— start of Data provided —

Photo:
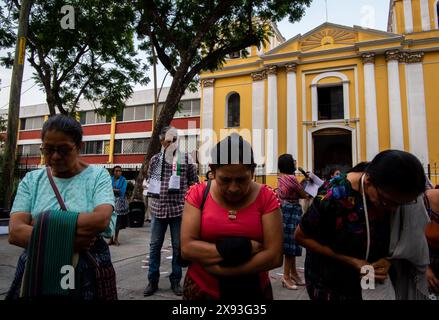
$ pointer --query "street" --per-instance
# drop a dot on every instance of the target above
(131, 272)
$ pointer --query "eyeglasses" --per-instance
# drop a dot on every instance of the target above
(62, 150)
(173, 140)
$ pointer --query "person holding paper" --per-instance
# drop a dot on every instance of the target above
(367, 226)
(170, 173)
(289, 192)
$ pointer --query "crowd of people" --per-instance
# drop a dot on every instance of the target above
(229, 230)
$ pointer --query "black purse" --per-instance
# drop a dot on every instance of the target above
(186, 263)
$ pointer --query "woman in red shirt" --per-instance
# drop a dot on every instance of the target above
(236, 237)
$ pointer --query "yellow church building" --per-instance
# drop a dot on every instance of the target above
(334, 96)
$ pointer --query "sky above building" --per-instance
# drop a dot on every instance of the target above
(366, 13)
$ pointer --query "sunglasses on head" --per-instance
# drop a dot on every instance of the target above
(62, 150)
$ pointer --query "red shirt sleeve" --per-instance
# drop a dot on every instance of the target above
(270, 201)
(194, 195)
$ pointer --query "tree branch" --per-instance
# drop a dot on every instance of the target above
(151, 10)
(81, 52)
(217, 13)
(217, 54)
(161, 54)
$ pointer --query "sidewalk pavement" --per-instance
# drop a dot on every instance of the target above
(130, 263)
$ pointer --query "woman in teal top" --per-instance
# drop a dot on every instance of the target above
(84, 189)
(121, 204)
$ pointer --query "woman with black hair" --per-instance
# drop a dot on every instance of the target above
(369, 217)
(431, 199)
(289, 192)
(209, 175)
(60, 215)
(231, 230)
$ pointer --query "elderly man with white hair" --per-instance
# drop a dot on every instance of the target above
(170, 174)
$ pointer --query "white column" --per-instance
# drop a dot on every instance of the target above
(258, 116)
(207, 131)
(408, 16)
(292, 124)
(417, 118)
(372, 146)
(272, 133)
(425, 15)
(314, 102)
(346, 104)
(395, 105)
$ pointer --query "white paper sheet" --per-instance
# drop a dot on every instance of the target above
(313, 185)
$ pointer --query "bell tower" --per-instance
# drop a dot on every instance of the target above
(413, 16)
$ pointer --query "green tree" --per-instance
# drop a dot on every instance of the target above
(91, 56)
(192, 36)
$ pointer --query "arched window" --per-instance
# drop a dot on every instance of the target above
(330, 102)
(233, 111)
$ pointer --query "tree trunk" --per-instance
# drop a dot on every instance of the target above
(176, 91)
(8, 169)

— end of Data provided —
— start of Data provided —

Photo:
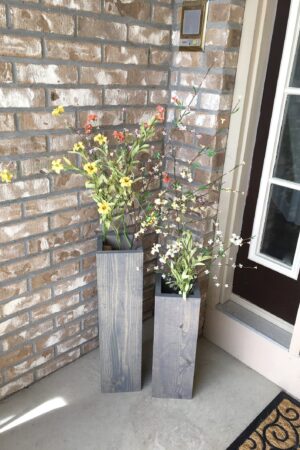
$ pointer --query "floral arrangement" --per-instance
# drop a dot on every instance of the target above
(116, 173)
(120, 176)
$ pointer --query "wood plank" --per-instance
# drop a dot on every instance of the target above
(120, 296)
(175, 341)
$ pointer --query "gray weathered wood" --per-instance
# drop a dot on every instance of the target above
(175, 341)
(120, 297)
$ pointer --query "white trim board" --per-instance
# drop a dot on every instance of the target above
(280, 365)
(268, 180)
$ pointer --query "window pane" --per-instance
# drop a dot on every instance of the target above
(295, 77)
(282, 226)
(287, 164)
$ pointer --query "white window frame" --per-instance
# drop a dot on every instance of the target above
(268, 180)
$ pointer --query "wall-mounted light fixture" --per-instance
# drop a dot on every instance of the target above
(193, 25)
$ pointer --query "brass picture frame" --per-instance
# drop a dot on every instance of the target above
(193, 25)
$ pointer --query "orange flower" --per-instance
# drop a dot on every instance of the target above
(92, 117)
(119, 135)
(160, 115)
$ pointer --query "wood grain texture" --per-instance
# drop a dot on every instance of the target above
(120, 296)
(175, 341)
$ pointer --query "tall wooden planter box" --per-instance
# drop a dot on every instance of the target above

— end of Data provided —
— start of Data provided —

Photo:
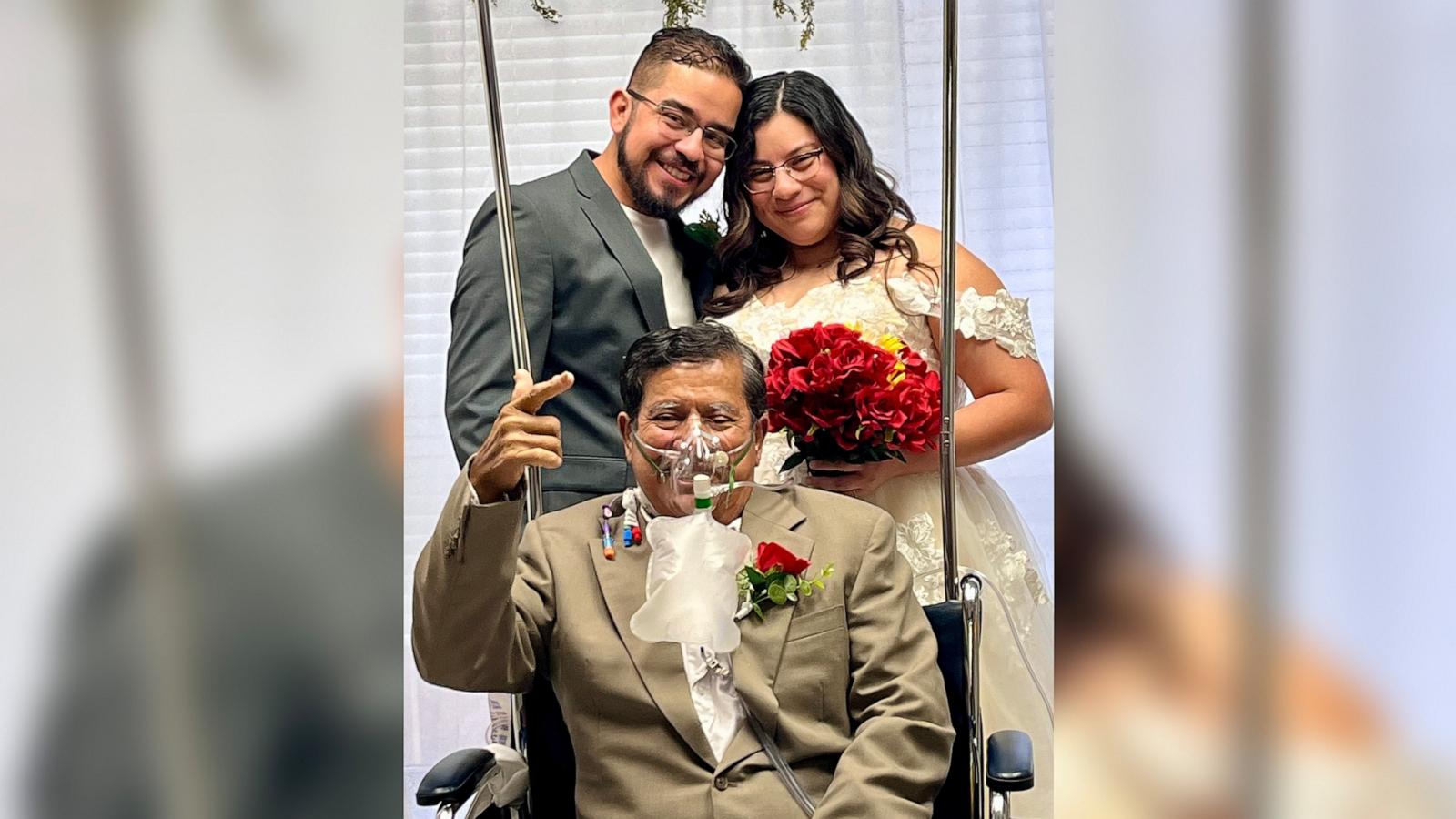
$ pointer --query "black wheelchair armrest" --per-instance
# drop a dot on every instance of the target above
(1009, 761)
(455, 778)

— end of Data provided —

*Description of the task*
Please list each line from the items above that contains the string "paper", with letter case counting toward a match.

*Response to the exercise*
$ pointer --query "person holding paper" --per-instance
$ pointer --query "white paper sheet" --per-instance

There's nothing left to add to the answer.